**TINDAKAN YANG DIPERLUKAN:**
[A] Dalam berita tentang vonis Nikolas Cruz, siapa nama hakim yang menangani perkara tersebut?
[B] Lanjutkan berita tentang vonis Nikolas Cruz mulai dari bagian akhirnya.

**TEKS SUMBER:**
-*-

New York (ANTARA) - Seorang hakim Florida, AS, akan memvonis Nikolas Cruz, pria yang membunuh 17 siswa dan staf sebuah sekolah dengan senapan semi otomatis dengan hukuman penjara seumur hidup pada Rabu.

Juri bulan lalu memilih untuk membebaskan Cruz (24) dari hukuman mati dan memberikan hukuman penjara seumur hidup tanpa peluang pembebasan bersyarat dalam kasus penembakan massal paling mematikan dalam sejarah AS.

Cruz mengaku bersalah tahun lalu atas pembunuhan berencana, kemudian menghadapi persidangan untuk menjatuhkan hukuman selama tiga bulan awal tahun ini.

Hakim Elizabeth Scherer menyetujui permintaan jaksa penuntut untuk terlebih dulu memberi kesempatan kerabat korban berbicara di persidangan sebelum vonis dijatuhkan.

-*-

[Butir identifikasi lokasi]
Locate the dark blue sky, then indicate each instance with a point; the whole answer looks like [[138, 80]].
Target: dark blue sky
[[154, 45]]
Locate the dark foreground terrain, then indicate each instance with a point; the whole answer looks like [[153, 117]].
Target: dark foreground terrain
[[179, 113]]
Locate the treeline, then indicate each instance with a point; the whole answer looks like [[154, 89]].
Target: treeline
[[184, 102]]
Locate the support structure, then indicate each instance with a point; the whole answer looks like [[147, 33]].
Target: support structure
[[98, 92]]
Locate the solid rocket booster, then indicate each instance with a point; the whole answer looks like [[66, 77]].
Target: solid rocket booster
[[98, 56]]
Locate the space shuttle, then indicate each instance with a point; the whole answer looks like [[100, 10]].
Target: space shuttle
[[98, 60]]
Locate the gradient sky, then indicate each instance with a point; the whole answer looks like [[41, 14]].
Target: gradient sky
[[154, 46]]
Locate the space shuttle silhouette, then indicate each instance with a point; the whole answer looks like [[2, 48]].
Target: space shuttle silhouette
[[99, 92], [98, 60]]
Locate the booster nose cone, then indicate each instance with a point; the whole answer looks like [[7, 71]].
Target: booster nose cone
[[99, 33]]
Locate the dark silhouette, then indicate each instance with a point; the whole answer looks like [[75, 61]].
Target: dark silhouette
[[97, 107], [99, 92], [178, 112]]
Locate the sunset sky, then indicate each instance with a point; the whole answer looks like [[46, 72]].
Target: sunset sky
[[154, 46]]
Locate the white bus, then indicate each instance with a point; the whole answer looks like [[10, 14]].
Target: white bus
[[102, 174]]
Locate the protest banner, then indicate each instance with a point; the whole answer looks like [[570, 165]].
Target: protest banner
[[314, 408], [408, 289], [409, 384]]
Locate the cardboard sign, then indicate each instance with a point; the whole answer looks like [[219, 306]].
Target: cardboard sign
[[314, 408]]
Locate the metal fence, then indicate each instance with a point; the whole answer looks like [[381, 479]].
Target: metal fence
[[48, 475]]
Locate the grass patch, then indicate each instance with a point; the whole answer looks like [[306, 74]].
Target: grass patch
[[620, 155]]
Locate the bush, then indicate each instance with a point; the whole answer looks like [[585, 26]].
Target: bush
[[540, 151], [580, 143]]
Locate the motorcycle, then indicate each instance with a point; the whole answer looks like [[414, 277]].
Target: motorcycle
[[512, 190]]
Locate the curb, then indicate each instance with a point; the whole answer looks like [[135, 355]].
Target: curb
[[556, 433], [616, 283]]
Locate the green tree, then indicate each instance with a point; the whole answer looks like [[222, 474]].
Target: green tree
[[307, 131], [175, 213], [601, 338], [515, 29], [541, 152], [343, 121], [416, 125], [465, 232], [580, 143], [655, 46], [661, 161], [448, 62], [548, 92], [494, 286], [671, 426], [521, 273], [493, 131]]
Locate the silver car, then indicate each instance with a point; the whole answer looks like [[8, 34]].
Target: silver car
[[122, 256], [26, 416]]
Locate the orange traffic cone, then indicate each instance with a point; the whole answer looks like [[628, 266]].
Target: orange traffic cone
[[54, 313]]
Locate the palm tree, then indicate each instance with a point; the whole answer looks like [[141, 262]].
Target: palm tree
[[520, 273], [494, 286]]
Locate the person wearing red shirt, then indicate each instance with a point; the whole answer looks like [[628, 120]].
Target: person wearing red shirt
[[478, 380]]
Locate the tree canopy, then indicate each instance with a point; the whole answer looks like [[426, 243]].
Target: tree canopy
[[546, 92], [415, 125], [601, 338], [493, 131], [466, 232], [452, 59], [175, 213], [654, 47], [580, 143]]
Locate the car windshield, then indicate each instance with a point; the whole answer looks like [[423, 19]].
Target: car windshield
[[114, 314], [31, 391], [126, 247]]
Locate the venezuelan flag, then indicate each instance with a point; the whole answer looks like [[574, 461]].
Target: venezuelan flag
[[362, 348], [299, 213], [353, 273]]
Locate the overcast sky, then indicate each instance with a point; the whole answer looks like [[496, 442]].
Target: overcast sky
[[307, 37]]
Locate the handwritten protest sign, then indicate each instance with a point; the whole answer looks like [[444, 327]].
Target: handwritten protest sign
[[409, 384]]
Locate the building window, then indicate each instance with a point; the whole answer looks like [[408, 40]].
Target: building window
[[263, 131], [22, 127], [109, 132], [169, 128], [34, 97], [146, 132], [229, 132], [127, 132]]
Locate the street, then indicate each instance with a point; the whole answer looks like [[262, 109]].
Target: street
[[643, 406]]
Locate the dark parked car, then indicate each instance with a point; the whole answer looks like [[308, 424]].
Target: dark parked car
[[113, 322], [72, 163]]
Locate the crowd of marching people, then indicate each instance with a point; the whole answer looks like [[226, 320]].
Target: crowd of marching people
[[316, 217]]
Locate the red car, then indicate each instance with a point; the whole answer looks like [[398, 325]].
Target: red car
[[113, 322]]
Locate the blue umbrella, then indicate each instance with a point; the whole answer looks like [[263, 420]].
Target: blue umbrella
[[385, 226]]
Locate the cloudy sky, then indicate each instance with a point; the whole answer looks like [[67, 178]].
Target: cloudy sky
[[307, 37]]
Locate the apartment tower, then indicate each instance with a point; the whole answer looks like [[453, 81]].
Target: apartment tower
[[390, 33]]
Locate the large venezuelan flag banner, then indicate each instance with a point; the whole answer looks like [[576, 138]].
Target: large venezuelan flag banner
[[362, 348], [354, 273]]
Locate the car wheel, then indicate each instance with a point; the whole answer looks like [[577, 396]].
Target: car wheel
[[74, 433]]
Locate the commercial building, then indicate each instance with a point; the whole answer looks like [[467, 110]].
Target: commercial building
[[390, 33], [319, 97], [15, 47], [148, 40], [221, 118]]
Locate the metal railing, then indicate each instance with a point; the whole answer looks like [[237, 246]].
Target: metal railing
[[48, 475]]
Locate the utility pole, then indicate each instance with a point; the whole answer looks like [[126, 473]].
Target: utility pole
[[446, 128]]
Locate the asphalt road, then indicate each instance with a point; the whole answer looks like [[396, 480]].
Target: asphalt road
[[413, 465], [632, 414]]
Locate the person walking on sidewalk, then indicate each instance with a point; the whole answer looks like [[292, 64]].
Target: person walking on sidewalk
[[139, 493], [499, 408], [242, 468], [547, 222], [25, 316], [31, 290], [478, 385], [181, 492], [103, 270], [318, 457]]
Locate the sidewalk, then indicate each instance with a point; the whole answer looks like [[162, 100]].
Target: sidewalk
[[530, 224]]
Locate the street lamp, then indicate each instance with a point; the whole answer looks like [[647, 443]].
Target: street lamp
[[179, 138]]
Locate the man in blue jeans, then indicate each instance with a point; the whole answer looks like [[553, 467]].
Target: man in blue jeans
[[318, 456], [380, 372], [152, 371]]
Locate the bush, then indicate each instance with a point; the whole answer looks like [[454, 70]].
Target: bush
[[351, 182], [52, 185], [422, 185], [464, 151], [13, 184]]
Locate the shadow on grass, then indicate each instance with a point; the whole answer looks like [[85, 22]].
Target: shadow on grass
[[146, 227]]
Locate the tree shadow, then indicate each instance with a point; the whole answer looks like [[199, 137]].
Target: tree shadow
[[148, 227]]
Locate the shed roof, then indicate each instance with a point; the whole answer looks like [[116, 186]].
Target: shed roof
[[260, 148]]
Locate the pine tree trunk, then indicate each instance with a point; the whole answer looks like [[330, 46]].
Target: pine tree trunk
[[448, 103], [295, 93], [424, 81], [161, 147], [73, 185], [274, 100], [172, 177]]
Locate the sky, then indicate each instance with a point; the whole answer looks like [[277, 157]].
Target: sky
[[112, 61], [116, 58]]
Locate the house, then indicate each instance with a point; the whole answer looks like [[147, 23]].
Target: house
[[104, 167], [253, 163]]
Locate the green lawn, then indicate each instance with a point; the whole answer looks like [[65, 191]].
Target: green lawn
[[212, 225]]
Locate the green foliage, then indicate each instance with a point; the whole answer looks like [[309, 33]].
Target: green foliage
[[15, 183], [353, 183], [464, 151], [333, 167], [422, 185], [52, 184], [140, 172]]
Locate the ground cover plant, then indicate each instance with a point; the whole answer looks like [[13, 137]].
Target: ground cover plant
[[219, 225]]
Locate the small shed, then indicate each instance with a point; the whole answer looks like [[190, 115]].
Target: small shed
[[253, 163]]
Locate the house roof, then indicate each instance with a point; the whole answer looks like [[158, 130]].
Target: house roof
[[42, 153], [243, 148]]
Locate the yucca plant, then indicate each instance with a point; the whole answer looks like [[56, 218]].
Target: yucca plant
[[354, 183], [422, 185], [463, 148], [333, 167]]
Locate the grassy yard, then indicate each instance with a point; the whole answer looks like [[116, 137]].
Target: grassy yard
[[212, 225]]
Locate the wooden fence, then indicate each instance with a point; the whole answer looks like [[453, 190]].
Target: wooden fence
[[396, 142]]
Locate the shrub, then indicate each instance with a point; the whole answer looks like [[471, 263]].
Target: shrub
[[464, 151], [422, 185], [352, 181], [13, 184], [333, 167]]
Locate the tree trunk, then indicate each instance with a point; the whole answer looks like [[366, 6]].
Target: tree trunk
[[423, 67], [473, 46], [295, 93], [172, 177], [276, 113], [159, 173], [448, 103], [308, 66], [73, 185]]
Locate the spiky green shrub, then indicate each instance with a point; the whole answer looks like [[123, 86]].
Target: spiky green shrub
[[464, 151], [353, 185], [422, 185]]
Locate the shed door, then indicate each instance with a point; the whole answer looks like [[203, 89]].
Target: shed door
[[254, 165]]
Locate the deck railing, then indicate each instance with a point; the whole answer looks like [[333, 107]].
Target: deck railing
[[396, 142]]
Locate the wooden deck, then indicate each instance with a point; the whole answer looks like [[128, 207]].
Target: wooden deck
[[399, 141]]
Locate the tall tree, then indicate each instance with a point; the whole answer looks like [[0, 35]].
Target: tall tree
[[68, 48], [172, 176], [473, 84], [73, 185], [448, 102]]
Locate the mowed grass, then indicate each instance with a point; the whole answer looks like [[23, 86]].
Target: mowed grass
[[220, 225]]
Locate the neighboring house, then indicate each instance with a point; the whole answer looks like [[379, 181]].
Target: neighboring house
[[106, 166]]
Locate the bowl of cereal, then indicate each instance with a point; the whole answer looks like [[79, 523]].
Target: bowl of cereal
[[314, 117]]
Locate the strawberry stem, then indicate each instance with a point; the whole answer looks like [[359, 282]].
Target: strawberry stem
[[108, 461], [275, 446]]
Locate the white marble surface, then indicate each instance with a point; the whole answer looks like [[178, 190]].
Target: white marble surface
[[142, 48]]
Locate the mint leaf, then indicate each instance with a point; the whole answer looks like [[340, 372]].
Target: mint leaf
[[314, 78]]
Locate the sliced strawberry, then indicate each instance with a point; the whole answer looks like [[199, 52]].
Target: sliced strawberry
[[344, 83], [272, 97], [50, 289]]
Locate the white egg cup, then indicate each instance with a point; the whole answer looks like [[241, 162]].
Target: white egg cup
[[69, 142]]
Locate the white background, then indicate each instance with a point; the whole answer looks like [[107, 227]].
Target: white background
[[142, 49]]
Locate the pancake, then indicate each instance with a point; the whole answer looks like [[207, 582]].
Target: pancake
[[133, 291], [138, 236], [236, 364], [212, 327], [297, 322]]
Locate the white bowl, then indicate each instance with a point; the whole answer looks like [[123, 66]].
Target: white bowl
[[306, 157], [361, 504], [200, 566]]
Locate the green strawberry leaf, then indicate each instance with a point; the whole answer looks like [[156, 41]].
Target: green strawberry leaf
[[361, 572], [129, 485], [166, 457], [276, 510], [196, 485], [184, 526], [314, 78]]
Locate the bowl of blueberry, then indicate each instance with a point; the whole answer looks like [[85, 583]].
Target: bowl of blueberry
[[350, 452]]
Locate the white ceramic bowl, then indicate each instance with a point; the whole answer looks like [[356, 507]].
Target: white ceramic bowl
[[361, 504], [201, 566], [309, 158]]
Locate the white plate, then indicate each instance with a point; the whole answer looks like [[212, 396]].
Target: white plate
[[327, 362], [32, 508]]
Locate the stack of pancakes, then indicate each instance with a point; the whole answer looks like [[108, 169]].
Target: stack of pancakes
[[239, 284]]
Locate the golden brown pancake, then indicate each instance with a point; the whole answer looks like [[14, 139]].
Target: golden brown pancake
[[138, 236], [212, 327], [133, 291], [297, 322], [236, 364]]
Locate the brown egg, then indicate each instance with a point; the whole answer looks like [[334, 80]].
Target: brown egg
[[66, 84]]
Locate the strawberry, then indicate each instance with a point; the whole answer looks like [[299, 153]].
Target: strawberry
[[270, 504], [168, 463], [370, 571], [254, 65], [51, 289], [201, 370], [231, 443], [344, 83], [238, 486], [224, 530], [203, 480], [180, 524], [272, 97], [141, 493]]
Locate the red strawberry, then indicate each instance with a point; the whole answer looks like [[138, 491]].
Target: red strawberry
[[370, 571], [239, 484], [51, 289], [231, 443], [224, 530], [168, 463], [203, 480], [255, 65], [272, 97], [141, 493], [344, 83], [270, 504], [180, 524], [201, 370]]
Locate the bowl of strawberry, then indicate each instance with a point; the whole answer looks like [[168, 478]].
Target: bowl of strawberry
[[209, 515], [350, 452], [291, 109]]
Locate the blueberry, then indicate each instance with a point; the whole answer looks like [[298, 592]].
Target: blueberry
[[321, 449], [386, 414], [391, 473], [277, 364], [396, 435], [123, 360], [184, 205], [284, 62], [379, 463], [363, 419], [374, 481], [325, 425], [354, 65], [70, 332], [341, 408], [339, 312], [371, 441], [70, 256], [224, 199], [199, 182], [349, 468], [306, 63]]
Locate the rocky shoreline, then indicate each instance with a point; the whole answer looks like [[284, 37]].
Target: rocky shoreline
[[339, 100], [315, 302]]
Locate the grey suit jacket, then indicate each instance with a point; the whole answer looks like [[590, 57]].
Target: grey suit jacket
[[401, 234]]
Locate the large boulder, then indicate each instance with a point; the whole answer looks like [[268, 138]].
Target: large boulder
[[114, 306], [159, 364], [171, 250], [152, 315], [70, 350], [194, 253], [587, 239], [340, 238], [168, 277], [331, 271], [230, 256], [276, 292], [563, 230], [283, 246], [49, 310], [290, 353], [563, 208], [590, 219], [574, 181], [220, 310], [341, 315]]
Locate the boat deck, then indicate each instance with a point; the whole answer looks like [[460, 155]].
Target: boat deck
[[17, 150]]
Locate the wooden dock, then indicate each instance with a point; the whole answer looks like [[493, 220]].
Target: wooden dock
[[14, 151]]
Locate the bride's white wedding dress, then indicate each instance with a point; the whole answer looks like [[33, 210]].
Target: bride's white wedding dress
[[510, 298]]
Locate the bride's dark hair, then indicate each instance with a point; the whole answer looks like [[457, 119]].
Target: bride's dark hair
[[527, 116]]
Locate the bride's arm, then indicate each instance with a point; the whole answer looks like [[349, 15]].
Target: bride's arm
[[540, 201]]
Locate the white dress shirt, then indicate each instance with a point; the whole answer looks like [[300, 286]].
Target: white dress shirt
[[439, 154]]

-*-

**TUGAS YANG TERSELESAIKAN:**
[A] Elizabeth Scherer.

[B]
Baca juga: Laporan: Kepemimpinan polisi buruk saat atasi penembakan Uvalde

Persidangan vonis itu dimulai pada Selasa dengan pernyataan kerabat korban.

Sejumlah kerabat korban mengecam keputusan juri.

Mereka juga mengkritik keharusan undang-undang negara bagian bahwa semua anggota juri yang berjumlah 12 orang dirahasiakan identitasnya untuk menjatuhkan hukuman seorang terdakwa yang akan dieksekusi.

Beberapa kerabat juga mengecam tim pengacara Cruz, yang pada Selasa mengajukan keberatan pada hakim dengan mengatakan bahwa klien mereka memiliki hak konstitusi untuk diwakili secara hukum.

Banyak pernyataan kerabat korban secara langsung ditujukan kepada Cruz, yang duduk bersama pengacaranya sambil mengenakan kacamata besar dan masker medis.


Baca juga: Penembakan massal di mal Indiana tewaskan pelaku dan tiga orang


Anne Ramsay, ibu dari Helena Ramsay (17), mengatakan kepada Cruz bahwa dirinya "benar-benar jahat", sedangkan Inez Hixon menyebutnya "teroris domestik" atas pembunuhan terhadap ayah mertuanya, direktur atletik sekolah itu, Chris Hixon.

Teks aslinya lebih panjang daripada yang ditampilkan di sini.